任务要求:
续写这篇关于在Jetson平台上并发推理多个YOLO模型的文章，从其最后一句之后接着写下去。

前言
Jetson平台的GPU如果有足够的显存,,可以实现多个模型并发推理,并且推理时间相比推理单个模型不会有明显下降,任能保证较高的实时性。而目前类似像瑞芯微这样主流的NPU方案(如RK3588、RK3568等)在多模型并发推理方面,并不支持严格意义上的多模型同时计算(即真正的硬件并行)。
所以要完成真正意义上的多模型并发推理,还是选择GPU作为推理平台。
本文选择Jetson的orin nx 16g作为并发推理测试平台,这个显存主够并发推理四个量化为FP16/INT8的Yolo模型。
(除了Jetson,本文的流程与代码也适用于带Nvidia GPU的电脑)
准备工作
首先就是要准备一个带Nvidia GPU的设备,本文的硬件平台如下:
https://jp.seeedstudio.com/reComputer-J4012-w-o-power-adapter-p-5628.html

如果是jetson的话,预装的Jetpack上都会自带CUDA、Tensorrt、Opencv等用于加速推理Yolo的工具。
还需要我们手动安pycuda,终端输入:
sudo apt-get install python3-pip
pip3 install Cython
pip3 install pycuda --user
接下来把需要推理的.onnx模型转为Tensorrt的.engine格式,本文以yolov8n.onnx为例。一般安装好Tensorrt后,转换工具会在/usr/src/tensorrt/bin这个路径,搜索trtexec这个执行文件就能看到。
以量化为FP16为例,生成静态batch size的engine
./trtexec --onnx=<onnx_file> \
--explicitBatch \
--saveEngine=<tensorRT_engine_file> \
--workspace=<size_in_megabytes> \
--fp16
其中,--workspace根据你的显存大小设置,可以是2048、4096 或更高。
--explicit_batch 批处理模式是指在模型构建阶段,明确指定每个输入张量的批次大小,及静态固定的输入张量。你可以在Netron上查看你的onnx模型是固定输入还是动态输入。
--onnx输入的onnx模型的路径。
-saveEngine输出engine文件的路径
--fp16可以替换为int8等其他精度
如果要生成动态batchsize的engine,静态输入的模型不要参考这个指令
./trtexec --onnx=<onnx_file> \
--minShapes=input:<shape_of_min_batch> \
--optShapes=input:<shape_of_opt_batch> \
--maxShapes=input:<shape_of_max_batch> \
--workspace=<size_in_megabytes> \
--saveEngine=<engine_file> \
--fp16
官方的yolov8预训练模型是静态输入。如果不知道.pt模型如何转为.onnx可以参考这篇文章
https://docs.pytorch.org/tutorials/beginner/onnx/export_simple_model_to_onnx_tutorial.html
转换后的onnx如果版本太高,想切换onnx文件的版本和其opset的版本,可以用这个脚本:
https://github.com/jjjadand/ONNX_Downgrade
本文选用两个yolov8-det和yolov8-pose,分别进行fp16和int8精度的量化,最后得到四个.engine,转换的过程必须要在你的部署设备上进行,因为加载.engine和转换得到engine的硬件环境需要严格一致。最终得到两个F16和两个INT8的Tensorrt格式模型:

实时并发推理四个YOLO
本文选用USB 摄像头作为输入,终端输入下面指令查看摄像头映射的设备名:
ls /dev/video*
查看摄像头支持的帧率和分辨率,以video设备为例:
sudo apt install v4l-utils
v4l2-ctl -d /dev/video0 --list-formats-ext
把下面的代码配置改为符合你的摄像头的参数,以及输入的.engine文件名也需要修改为你的。

所示信息:
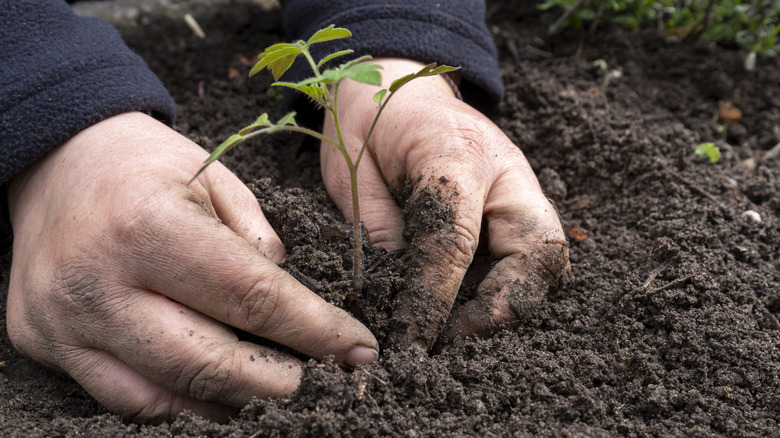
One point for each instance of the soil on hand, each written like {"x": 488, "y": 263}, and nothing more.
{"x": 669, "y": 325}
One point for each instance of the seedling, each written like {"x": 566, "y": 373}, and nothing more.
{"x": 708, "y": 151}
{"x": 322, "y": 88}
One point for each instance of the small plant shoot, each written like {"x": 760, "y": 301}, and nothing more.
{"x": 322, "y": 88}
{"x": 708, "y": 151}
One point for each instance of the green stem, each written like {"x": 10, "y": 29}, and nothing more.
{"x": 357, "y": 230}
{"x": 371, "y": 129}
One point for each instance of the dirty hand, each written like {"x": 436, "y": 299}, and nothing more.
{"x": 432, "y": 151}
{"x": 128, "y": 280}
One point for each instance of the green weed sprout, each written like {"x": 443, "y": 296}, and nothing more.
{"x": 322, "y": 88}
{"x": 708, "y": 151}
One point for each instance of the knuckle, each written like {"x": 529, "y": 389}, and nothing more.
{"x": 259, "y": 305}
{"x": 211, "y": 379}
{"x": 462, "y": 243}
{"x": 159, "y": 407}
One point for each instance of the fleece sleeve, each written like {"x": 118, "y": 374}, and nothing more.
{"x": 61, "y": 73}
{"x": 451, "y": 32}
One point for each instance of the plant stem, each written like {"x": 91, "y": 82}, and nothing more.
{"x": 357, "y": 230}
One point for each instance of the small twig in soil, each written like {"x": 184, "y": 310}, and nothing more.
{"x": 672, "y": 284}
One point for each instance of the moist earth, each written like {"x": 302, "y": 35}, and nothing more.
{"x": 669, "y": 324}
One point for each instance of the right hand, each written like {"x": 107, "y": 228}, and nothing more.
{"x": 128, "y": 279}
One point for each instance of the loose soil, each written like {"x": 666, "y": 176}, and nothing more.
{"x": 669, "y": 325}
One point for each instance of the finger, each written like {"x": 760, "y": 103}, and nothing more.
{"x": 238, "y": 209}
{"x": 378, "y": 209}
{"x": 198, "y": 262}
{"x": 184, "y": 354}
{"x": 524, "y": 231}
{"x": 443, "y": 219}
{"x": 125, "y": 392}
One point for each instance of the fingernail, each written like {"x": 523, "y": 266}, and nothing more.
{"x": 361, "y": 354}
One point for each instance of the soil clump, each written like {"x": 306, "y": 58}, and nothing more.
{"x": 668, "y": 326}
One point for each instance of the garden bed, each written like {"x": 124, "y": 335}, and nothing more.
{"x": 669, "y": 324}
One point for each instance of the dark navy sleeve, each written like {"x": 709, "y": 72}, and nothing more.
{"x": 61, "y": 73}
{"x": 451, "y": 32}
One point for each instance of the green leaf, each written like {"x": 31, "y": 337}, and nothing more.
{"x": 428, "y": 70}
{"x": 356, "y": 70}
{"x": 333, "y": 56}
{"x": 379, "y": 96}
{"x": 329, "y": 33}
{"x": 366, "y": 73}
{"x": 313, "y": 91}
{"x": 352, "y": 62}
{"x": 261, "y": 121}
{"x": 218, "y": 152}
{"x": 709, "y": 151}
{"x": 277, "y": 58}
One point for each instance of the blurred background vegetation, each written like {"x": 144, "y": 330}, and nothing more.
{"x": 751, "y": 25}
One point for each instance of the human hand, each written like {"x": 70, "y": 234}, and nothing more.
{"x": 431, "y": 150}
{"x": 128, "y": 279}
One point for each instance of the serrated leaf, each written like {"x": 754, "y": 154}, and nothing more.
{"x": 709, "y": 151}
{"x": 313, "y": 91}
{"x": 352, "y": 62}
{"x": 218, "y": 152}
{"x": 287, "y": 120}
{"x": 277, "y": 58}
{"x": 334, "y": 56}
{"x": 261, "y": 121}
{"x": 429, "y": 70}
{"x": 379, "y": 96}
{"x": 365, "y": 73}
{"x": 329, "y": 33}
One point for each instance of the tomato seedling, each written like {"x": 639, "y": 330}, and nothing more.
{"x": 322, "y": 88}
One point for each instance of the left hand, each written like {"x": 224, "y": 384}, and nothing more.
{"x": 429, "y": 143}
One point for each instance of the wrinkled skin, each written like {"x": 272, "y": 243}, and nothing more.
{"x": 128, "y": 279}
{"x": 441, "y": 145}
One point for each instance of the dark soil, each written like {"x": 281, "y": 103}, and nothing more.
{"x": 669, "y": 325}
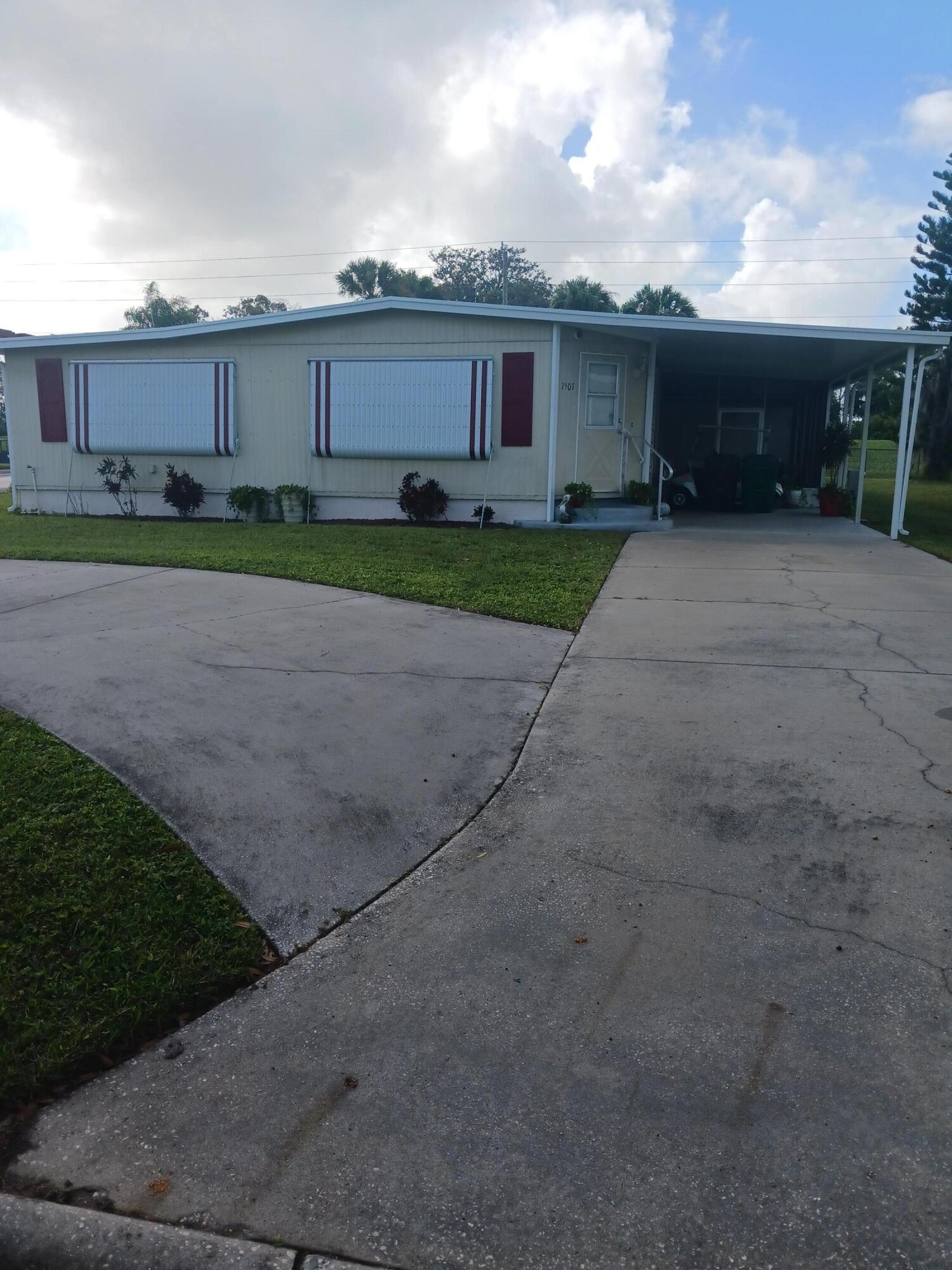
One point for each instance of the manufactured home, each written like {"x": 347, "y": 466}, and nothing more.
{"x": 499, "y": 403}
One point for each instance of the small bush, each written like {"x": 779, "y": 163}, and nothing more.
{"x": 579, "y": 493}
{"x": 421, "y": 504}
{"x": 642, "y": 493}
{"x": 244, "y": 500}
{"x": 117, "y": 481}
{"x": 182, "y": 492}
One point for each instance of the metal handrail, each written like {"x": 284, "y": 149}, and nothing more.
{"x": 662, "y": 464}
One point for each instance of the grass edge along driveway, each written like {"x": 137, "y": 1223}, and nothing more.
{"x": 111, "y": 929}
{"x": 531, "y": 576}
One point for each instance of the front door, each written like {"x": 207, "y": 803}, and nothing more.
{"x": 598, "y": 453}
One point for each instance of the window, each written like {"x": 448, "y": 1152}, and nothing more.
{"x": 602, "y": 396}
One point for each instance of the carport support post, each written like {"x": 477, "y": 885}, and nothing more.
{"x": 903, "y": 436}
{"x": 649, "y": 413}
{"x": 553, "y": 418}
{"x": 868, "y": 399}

--

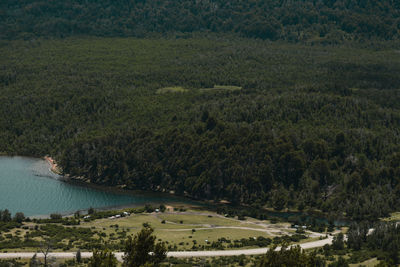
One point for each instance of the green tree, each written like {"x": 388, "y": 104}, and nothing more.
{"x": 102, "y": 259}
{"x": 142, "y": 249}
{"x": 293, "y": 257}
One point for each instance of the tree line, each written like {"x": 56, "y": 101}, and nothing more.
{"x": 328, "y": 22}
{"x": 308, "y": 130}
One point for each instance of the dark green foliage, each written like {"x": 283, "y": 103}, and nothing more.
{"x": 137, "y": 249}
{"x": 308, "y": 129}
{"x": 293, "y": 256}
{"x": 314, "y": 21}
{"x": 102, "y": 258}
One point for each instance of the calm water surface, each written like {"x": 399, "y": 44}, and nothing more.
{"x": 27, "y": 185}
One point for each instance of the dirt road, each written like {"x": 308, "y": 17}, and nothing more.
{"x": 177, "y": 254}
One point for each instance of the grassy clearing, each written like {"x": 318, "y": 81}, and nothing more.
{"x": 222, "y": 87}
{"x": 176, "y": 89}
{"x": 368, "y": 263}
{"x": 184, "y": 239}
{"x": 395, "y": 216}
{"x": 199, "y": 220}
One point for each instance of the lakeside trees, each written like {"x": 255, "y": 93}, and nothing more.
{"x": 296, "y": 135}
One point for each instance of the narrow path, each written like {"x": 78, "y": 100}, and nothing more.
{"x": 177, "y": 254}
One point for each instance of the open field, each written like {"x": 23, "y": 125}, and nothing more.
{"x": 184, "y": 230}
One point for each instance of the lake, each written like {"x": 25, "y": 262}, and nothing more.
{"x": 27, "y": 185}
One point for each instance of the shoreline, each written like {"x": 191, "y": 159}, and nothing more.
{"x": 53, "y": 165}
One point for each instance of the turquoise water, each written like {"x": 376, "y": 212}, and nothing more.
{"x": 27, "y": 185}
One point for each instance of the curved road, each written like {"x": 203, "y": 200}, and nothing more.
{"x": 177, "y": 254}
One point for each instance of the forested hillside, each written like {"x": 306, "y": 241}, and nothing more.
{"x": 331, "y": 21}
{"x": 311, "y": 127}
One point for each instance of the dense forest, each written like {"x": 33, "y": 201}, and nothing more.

* * *

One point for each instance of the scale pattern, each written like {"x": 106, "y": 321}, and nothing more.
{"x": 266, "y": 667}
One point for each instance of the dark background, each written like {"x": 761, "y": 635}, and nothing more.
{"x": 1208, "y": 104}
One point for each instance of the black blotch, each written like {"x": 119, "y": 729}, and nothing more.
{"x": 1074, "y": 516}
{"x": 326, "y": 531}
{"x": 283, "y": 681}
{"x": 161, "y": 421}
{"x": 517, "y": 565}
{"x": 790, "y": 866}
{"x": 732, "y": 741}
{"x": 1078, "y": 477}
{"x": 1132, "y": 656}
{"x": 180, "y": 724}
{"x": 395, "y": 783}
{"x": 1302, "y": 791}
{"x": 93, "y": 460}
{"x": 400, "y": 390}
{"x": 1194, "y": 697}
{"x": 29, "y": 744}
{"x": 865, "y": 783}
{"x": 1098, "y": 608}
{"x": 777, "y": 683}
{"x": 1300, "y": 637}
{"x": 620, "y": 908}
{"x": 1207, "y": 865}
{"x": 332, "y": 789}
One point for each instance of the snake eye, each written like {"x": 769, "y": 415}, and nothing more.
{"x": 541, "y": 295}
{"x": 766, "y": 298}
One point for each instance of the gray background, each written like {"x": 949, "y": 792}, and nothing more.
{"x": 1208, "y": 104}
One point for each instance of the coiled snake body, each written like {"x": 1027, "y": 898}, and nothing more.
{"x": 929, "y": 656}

任务作答:
import cv2
import time
import numpy as np
import pycuda.autoinit
import pycuda.driver as cuda
import tensorrt as trt
# ==== 配置 ====
cam_width = 640
cam_len = 480
MODEL_INPUT_SIZE = 640
CONF_THRESHOLD = 0.3
CONF_THRESHOLD_POSE = 0.1
POSE_KPT_THRESHOLD = 0.2
NMS_THRESHOLD = 0.1
# now not enable, GStreamer 管道(针对 Jetson 优化),modify base on your camera
# gst_str = (
# "v4l2src device=/dev/video0 ! "
# "video/x-raw, width=640, height=480, framerate=30/1 ! "
# "videoconvert ! "
# "video/x-raw, format=BGR ! appsink"
# )
# 类别列表(检测用)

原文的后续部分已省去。